● **Questions on the material**
[A] Quote the passage of the mesquite bug text starting with "Anterior lobe of" and going on through "with small spine.".
[B] Extend the mesquite bug text, beginning right after its final sentence.

● **Study text**
Species of leaf-footed bug

Thasus acutangulus, the mesquite bug, also referred to as Pachylis acutangula, is a leaf-footed bug. Swedish entomologist Carl Stål described it in 1859.

== Description ==

=== Female ===
The head is black laterally with a reddish-brown disk, while the ocelli are ringed with black and feature a lateral yellow semicircle. The first antennal segment is deep reddish-brown with black coloration at the base and apex. The second and third antennal segments have a basal half that is orange and an apical half that is black, while the fourth segment is missing in the holotype but appears brown-black in other specimens. The pronotum is reddish-brown, with a paler callar region, a black collar, and a thin lateral black line that transitions to yellow posteriorly. The posterior edge is yellow. The scutellum is reddish-brown, with yellow lateral edges and an apex. The corium is dark brown with yellow veins, and the membrane is black. Connexival segments 3–7 exhibit a dark reddish-brown color posteriorly and an orange hue anteriorly. The abdominal dorsum is black. The thoracic pleura are broadly reddish-brown, progressively darkening to black near the coxa and posterior edge.

Anterior lobe of metathoracic scent gland opening black, bordered by yellow. Legs reddish-brown, apices and bases of segments black; tarsi black. Abdominal sterna reddish-brown, apicolateral borders of each black. Spiracle ringed with black. Structure: Apical 2/3 of antennal 3 expanded, slightly asymmetrically. Pronotal rise about 60°; lateral edge crenulate; humeral angles acute. Connexivum exposed lateral to wings; connexival segments 3–7 with apicolateral spines, that on 3 very small; that on 7 smaller than that on 6. Note: all other female specimens of T. acutangulus examined, lack a seventh-connexival spine. Hind tibial expansion without large tooth, anterior margin smooth, posterior margin with small teeth; hind coxae with small protuberance; hind trochanter with small spine.

Recognized by its large size, humeral angles exposed, third antennal segment broad, obovate, and foliate, second antennal bicolored, fourth antennal brown to black, and larger (usually above 7.30 mm), and femora and tibiae entirely black or bright orange with anterior and posterior third black and in each case without orange rings. Features which distinguish T. acutangulus from the related T. gigas and T. neocalifornicus, are discussed under these species.

== Range ==
Most commonly recorded in Mexico and Guatemala.

● **Data shown**
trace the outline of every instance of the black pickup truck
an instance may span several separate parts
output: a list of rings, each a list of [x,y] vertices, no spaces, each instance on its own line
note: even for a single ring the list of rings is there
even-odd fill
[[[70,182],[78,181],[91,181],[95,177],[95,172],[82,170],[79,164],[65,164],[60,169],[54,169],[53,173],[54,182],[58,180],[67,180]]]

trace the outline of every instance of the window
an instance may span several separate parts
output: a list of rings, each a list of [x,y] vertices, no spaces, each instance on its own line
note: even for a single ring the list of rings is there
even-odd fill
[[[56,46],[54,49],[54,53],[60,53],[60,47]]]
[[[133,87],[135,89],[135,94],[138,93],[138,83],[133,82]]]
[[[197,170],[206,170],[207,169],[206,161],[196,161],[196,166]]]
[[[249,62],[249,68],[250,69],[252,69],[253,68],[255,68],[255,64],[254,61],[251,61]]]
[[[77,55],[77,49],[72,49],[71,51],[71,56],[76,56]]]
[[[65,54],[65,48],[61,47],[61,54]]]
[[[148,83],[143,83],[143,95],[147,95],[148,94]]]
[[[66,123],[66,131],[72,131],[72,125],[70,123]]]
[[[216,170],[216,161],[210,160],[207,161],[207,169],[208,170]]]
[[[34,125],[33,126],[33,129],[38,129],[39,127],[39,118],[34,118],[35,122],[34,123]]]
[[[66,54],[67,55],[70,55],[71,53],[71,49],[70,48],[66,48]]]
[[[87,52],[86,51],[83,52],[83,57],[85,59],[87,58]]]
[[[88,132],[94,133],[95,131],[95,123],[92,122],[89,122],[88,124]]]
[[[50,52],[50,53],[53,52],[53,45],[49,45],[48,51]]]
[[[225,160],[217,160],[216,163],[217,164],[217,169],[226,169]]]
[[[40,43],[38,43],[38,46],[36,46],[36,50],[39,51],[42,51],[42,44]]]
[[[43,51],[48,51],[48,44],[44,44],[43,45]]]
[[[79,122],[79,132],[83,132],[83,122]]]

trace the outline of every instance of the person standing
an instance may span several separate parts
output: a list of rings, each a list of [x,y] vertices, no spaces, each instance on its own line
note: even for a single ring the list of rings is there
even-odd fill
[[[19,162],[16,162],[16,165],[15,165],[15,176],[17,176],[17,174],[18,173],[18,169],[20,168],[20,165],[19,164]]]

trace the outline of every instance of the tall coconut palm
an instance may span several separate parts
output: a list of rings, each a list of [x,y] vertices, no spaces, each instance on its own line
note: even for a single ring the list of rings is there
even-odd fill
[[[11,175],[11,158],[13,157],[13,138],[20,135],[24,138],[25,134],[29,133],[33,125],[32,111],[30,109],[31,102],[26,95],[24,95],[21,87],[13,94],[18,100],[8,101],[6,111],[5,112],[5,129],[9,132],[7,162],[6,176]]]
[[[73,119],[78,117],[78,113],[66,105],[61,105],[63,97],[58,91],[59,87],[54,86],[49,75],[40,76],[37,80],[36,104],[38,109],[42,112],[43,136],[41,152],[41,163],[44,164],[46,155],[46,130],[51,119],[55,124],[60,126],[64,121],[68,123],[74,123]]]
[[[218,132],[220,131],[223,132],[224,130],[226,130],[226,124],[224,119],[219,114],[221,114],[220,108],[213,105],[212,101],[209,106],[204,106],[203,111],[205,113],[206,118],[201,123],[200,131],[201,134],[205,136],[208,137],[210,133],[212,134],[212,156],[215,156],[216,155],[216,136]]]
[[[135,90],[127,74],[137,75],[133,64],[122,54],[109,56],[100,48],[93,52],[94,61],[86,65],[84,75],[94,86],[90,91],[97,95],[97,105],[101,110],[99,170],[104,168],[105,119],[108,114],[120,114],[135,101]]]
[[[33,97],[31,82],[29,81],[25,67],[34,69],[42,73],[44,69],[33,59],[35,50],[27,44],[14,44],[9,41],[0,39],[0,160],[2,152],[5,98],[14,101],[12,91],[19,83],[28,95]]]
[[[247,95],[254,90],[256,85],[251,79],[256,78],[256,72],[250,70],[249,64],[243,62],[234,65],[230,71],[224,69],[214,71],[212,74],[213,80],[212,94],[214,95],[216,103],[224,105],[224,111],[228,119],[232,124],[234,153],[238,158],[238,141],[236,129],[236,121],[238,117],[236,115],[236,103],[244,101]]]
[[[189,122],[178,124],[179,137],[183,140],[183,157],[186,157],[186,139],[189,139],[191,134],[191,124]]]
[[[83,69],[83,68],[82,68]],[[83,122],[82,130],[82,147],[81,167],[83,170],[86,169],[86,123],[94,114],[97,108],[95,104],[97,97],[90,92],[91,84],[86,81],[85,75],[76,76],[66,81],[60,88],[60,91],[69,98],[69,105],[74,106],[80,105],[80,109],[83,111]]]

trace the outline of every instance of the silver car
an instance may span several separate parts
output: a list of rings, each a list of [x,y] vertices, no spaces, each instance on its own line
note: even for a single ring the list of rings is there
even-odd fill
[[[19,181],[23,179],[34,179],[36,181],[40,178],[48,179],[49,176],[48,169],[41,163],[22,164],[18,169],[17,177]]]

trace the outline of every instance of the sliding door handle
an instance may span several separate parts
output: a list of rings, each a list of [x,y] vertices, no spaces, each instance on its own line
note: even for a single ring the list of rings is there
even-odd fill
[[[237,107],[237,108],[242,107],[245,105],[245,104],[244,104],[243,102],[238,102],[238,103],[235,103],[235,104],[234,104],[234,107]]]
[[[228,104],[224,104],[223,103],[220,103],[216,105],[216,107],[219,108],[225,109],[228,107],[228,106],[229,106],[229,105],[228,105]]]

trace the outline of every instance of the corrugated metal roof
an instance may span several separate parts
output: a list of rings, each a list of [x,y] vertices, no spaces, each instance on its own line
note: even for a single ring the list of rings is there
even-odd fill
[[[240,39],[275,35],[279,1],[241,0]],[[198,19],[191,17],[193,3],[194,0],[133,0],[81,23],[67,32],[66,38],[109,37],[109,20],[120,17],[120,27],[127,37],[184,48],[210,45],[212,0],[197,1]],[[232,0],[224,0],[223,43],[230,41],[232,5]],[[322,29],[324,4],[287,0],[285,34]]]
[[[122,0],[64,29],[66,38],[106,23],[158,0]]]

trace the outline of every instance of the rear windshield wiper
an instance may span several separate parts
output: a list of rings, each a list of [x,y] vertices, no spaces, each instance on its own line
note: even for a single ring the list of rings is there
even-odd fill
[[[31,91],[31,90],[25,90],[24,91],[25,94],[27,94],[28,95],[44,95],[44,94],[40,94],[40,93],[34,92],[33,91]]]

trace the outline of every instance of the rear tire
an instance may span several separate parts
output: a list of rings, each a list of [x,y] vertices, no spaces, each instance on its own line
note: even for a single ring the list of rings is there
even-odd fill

● **Written answers**
[A]
Anterior lobe of metathoracic scent gland opening black, bordered by yellow. Legs reddish-brown, apices and bases of segments black; tarsi black. Abdominal sterna reddish-brown, apicolateral borders of each black. Spiracle ringed with black. Structure: Apical 2/3 of antennal 3 expanded, slightly asymmetrically. Pronotal rise about 60°; lateral edge crenulate; humeral angles acute. Connexivum exposed lateral to wings; connexival segments 3–7 with apicolateral spines, that on 3 very small; that on 7 smaller than that on 6. Note: all other female specimens of T. acutangulus examined, lack a seventh-connexival spine. Hind tibial expansion without large tooth, anterior margin smooth, posterior margin with small teeth; hind coxae with small protuberance; hind trochanter with small spine.

[B]
The species has been recorded in Mexico, specifically in Veracruz (Orizaba and Misantla), as well as in Guatemala (Senahu and Cerro Zunil). In British Honduras (now Belize), it has been documented along the River Sarstoon. A record from Costa Rica (Guanacaste) is likely a misidentification, as noted by Distant (1881–1892), Aldrich and Blum (1978), and Walker (1871). Additionally, reports of this species in the United States are considered misidentifications of Thasus neocalifornicus.

== Habitat ==
The foliage of native trees.

Mostly seen occurring from March to August, with a large spike during the months of April and May specifically.

== Ecology ==
Schaefer and Mitchell (1983) noted that the food plant record previously attributed to this species by Aldrich and Blum (1978) is likely misidentified and should instead correspond to Pachylis laticornis.

== Taxonomy ==
The reason Thasus acutangulus is also referred to as Pachylis acutangula stems from the historical difficulty in distinguishing these two genera. Both Pachylis and Thasus share nearly identical diagnostic characteristics, including robust black bodies, expanded antennomeres, and metatibiae (tibiae of the hind legs). The primary distinction—whether the metatibiae expand ventrally (Pachylis) or on both sides (Thasus)—was once used to separate them taxonomically. However, recent phylogenetic studies have found this trait to be homoplasic, meaning it evolved independently and does not reliably differentiate the two genera. As a result, the traditional classification has been re-evaluated, leading to taxonomic uncertainty and the use of both names for the same species in different contexts.